(Work instructions):
Reproduce the records below verbatim, line for line.

(Point annotation dataset records)
────────────────

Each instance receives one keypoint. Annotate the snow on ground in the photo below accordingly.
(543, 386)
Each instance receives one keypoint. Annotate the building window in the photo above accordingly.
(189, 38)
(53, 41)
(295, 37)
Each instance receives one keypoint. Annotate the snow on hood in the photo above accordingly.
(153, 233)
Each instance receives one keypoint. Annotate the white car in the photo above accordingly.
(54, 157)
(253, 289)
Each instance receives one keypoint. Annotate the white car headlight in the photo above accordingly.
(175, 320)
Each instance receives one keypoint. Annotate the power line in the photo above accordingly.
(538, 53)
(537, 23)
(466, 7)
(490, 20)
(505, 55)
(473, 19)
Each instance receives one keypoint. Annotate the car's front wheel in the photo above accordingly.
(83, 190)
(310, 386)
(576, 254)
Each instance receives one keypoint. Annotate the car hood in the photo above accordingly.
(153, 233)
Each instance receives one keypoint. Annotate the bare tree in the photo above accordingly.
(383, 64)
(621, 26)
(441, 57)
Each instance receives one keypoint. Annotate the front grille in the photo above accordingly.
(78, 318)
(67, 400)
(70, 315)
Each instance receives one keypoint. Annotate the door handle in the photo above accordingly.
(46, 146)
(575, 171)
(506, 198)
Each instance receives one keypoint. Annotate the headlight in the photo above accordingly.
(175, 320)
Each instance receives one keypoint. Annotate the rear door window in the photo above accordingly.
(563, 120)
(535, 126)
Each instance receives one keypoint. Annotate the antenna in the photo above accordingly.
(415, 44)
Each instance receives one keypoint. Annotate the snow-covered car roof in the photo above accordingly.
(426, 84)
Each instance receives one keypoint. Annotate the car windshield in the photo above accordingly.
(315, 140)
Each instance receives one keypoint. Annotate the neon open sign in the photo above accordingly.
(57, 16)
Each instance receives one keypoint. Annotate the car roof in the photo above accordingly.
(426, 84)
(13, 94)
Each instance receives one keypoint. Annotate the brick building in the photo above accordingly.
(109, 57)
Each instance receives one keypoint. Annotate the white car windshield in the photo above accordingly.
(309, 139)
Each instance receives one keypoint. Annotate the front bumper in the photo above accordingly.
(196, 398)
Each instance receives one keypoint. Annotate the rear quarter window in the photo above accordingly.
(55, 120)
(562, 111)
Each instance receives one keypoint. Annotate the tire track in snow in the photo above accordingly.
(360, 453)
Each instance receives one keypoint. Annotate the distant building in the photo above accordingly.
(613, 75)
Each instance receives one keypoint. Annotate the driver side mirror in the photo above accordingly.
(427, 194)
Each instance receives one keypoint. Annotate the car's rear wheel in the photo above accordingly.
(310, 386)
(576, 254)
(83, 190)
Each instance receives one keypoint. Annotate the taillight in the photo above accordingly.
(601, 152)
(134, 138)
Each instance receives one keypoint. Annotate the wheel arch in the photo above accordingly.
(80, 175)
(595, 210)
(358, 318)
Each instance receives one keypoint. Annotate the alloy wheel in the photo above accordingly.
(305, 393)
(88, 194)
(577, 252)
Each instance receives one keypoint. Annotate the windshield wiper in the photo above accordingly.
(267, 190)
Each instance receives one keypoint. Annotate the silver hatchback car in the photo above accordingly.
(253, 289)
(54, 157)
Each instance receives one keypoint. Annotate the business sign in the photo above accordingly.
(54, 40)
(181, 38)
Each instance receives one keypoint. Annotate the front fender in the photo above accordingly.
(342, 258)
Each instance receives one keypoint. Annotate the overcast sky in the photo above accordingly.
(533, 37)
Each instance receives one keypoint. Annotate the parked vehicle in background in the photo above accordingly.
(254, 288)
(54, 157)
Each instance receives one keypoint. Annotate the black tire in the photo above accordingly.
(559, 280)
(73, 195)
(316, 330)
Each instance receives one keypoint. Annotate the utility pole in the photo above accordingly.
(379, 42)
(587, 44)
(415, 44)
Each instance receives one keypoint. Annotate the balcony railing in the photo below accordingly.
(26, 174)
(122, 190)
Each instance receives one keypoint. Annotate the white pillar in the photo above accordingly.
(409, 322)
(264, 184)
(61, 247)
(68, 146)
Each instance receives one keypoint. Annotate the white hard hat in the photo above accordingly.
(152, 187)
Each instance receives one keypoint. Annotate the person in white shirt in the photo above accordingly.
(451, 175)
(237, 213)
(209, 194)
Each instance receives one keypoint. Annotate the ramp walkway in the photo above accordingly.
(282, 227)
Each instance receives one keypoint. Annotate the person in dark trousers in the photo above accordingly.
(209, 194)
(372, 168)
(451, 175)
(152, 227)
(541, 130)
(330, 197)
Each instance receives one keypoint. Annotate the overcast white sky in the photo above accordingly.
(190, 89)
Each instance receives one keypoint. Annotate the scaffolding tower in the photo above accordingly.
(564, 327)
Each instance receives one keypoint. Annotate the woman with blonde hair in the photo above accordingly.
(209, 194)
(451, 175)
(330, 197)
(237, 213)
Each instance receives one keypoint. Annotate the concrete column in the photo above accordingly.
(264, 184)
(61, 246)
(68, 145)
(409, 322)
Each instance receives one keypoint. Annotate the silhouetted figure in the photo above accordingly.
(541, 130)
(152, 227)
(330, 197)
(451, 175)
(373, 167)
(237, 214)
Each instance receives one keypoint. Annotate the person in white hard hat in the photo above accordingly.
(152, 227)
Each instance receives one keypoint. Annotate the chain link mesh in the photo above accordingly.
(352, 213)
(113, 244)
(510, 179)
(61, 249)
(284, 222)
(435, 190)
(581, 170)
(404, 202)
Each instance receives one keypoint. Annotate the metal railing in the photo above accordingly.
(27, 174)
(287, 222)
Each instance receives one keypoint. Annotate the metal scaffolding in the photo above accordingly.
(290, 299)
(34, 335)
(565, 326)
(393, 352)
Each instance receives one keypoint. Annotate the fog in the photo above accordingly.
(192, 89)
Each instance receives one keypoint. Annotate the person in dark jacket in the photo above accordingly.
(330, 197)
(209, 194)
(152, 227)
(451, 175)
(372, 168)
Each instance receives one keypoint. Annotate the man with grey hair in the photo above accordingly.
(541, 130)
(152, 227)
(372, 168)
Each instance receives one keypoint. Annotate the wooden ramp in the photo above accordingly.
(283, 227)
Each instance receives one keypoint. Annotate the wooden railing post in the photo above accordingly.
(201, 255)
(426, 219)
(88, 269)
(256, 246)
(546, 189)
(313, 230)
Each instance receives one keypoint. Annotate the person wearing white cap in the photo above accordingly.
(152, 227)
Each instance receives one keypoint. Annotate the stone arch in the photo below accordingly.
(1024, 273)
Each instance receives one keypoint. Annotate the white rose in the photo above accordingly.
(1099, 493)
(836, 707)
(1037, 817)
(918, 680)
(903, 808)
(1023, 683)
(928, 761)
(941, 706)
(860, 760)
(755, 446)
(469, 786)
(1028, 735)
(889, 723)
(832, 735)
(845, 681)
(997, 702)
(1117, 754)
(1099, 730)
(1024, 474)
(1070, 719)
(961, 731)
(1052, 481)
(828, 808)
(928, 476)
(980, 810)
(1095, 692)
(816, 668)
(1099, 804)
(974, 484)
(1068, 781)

────────────────

(Solution for this task):
Each instance receives one keypoint. Annotate the snow on ground in the photo below accordingly.
(543, 386)
Each instance receives one keypoint. Annotate the building window in the photo above accordingly.
(189, 38)
(53, 41)
(295, 37)
Each instance receives one keypoint. Annotate the snow on hood in the photo above accordingly.
(153, 233)
Each instance receives one keypoint. Annotate the white car in the photo above accordingly.
(54, 157)
(253, 289)
Each instance receives one keypoint. Annotate the white car headlight in the photo above accordingly.
(175, 320)
Each instance receives one keypoint. Annotate the power line in the photo above accordingly.
(538, 53)
(537, 23)
(466, 7)
(490, 20)
(505, 55)
(473, 19)
Each instance receives one keypoint. Annotate the car's front wheel in the photo above accordingly.
(83, 190)
(310, 386)
(576, 254)
Each instance receives one keypoint. Annotate the car hood in the photo above accordingly.
(153, 233)
Each instance receives one keypoint. Annotate the bare tree in the photo above accordingly.
(383, 64)
(621, 26)
(441, 57)
Each instance receives one keypoint. Annotate the front grille in the photo above accordingly.
(78, 318)
(67, 400)
(70, 315)
Each instance receives one keypoint. Annotate the door handle in the photo above accordingly.
(46, 146)
(575, 171)
(506, 198)
Each instance receives one keypoint. Annotate the headlight in the photo above accordingly.
(175, 320)
Each instance receives one keypoint. Annotate the rear door window in the photo above accordingly.
(563, 120)
(535, 126)
Each instance receives one keypoint. Annotate the antenna in the photo above accordingly.
(415, 44)
Each instance receives one keypoint. Annotate the snow-covered car roof in the photo above accordingly.
(426, 84)
Each instance receives one keypoint. Annotate the car windshield in the photo above accordingly.
(315, 140)
Each instance receives one keypoint. Annotate the neon open sign in the photo above accordingly.
(57, 16)
Each instance receives one keypoint. Annotate the car roof in the photo above accordingly.
(426, 84)
(13, 94)
Each instance receives one keypoint. Annotate the brick building in the photo above accordingly.
(109, 57)
Each instance receives one keypoint. Annotate the white car windshield in the photo above accordingly.
(309, 139)
Each instance receives one keypoint. Annotate the front bumper in the photo above accordingly.
(196, 398)
Each instance receives one keypoint. Annotate the rear quarter window in the photo above accordingly.
(55, 120)
(562, 111)
Each instance receives one keypoint. Annotate the tire track in snow in the photo above accordingly.
(360, 453)
Each instance receives one keypoint. Annotate the distant building in the photo above accordingly.
(613, 75)
Each instance receives one keypoint. Annotate the driver side mirror in the photo above accordingly.
(427, 194)
Each instance receives one keypoint. Annotate the car's rear wheel in the photo above accordingly.
(310, 386)
(576, 254)
(83, 190)
Each instance receives one keypoint. Annotate the taillight in the photo above accordingly.
(601, 152)
(134, 138)
Each instance receives one keypoint. Annotate the wheel arch in the photo above accordingly.
(80, 175)
(595, 210)
(358, 318)
Each instance receives one keypoint. Annotate the alloy wheel in the photo above accordingly.
(305, 393)
(88, 194)
(577, 252)
Each instance receives one keypoint. Annotate the windshield wiper in the photo above accordingly.
(267, 190)
Each instance receives one keypoint. Annotate the silver hatchback car in the photo above accordingly.
(253, 289)
(54, 157)
Each instance receives one keypoint. Annotate the business sign in the photo above accordingly.
(54, 40)
(181, 38)
Each instance receives one keypoint. Annotate the front fender in the photo above accordingly.
(342, 258)
Each instance receives one keypoint. Annotate the overcast sky in the photo above accordingly.
(533, 37)
Each instance receives one keypoint. Annotate the parked vehicle in background in the photo above accordingly.
(254, 288)
(54, 157)
Each instance receives one keypoint. Annotate the black tire in the photo above accordingly.
(559, 280)
(73, 195)
(316, 330)
Each instance receives one keypoint. Annotate the utility pole in the photo above accordingly.
(379, 42)
(587, 44)
(415, 44)
Each instance receives one keypoint. Annotate the balcony railing in the photo below accordingly.
(26, 174)
(122, 190)
Each instance receives one keypoint. Annotate the white pillar in the photo above accordingly.
(409, 322)
(264, 184)
(61, 247)
(68, 146)
Each instance receives one keypoint. Annotate the white hard hat in the photo above accordingly.
(152, 187)
Each instance receives one keypoint. Annotate the person in white shirt in the photo above accordingly.
(451, 175)
(237, 213)
(209, 194)
Each instance receives one keypoint. Annotate the ramp walkway in the photo above accordingly.
(282, 227)
Each instance receives one keypoint. Annotate the person in dark trousers in the photo above accordingly.
(209, 194)
(372, 168)
(451, 175)
(152, 227)
(541, 130)
(330, 197)
Each instance receives one keypoint. Annotate the overcast white sky in the photo above accordingly.
(190, 89)
Each instance receives one keypoint. Annotate the scaffolding tower in the photo above accordingly.
(564, 327)
Each instance receives one keypoint. Annotate the woman with blonde hair in the photo above accordingly.
(209, 194)
(451, 175)
(330, 197)
(237, 213)
Each instance receives one keypoint. Annotate the concrete column in the photo above accordingly.
(264, 184)
(61, 246)
(68, 145)
(409, 322)
Each instance receives one keypoint. Annotate the silhouetted figure in the photo above accordingly.
(541, 130)
(152, 227)
(330, 197)
(451, 175)
(373, 167)
(237, 214)
Each instance receives one keypoint. Annotate the person in white hard hat in the photo above accordingly.
(152, 227)
Each instance receives one keypoint. Annotate the chain link mesh in the photo above accordingly.
(352, 213)
(113, 244)
(510, 179)
(61, 249)
(284, 222)
(435, 190)
(581, 170)
(404, 202)
Each instance receives one keypoint. Annotate the metal railing in the photo above accordingly.
(27, 174)
(287, 222)
Each instance receives one keypoint. Annotate the metal scaffolding in the photo above accordingly.
(290, 299)
(34, 335)
(565, 326)
(393, 352)
Each instance receives one keypoint. Annotate the fog in the photo above accordingly.
(192, 89)
Each instance receives one keypoint. Annotate the person in dark jacket in the photo above accordingly.
(330, 197)
(209, 194)
(152, 227)
(451, 175)
(372, 168)
Each instance receives one keypoint. Annotate the man with grey hair in the photo above accordingly.
(541, 130)
(152, 227)
(372, 168)
Each instance receives one keypoint. Annotate the wooden ramp in the photo above accordingly.
(283, 227)
Each instance receives one keypoint. Annotate the wooden railing post in the photo above accordingly.
(201, 255)
(426, 219)
(88, 269)
(256, 246)
(546, 189)
(313, 230)
Each instance receives one keypoint. Annotate the person wearing white cap in the photo above accordingly.
(152, 227)
Each instance receives one keypoint. Annotate the stone arch in the photo below accordingly.
(1024, 273)
Each instance receives one keypoint. Annotate the white rose in the photo above accordingly.
(1099, 493)
(836, 707)
(1037, 817)
(918, 680)
(903, 808)
(1023, 683)
(928, 761)
(941, 706)
(860, 760)
(755, 446)
(469, 786)
(1028, 735)
(889, 723)
(832, 735)
(845, 681)
(997, 702)
(1117, 754)
(1099, 730)
(1024, 474)
(1070, 719)
(961, 731)
(1052, 481)
(828, 808)
(928, 476)
(980, 810)
(1095, 692)
(816, 668)
(1099, 804)
(974, 484)
(1068, 781)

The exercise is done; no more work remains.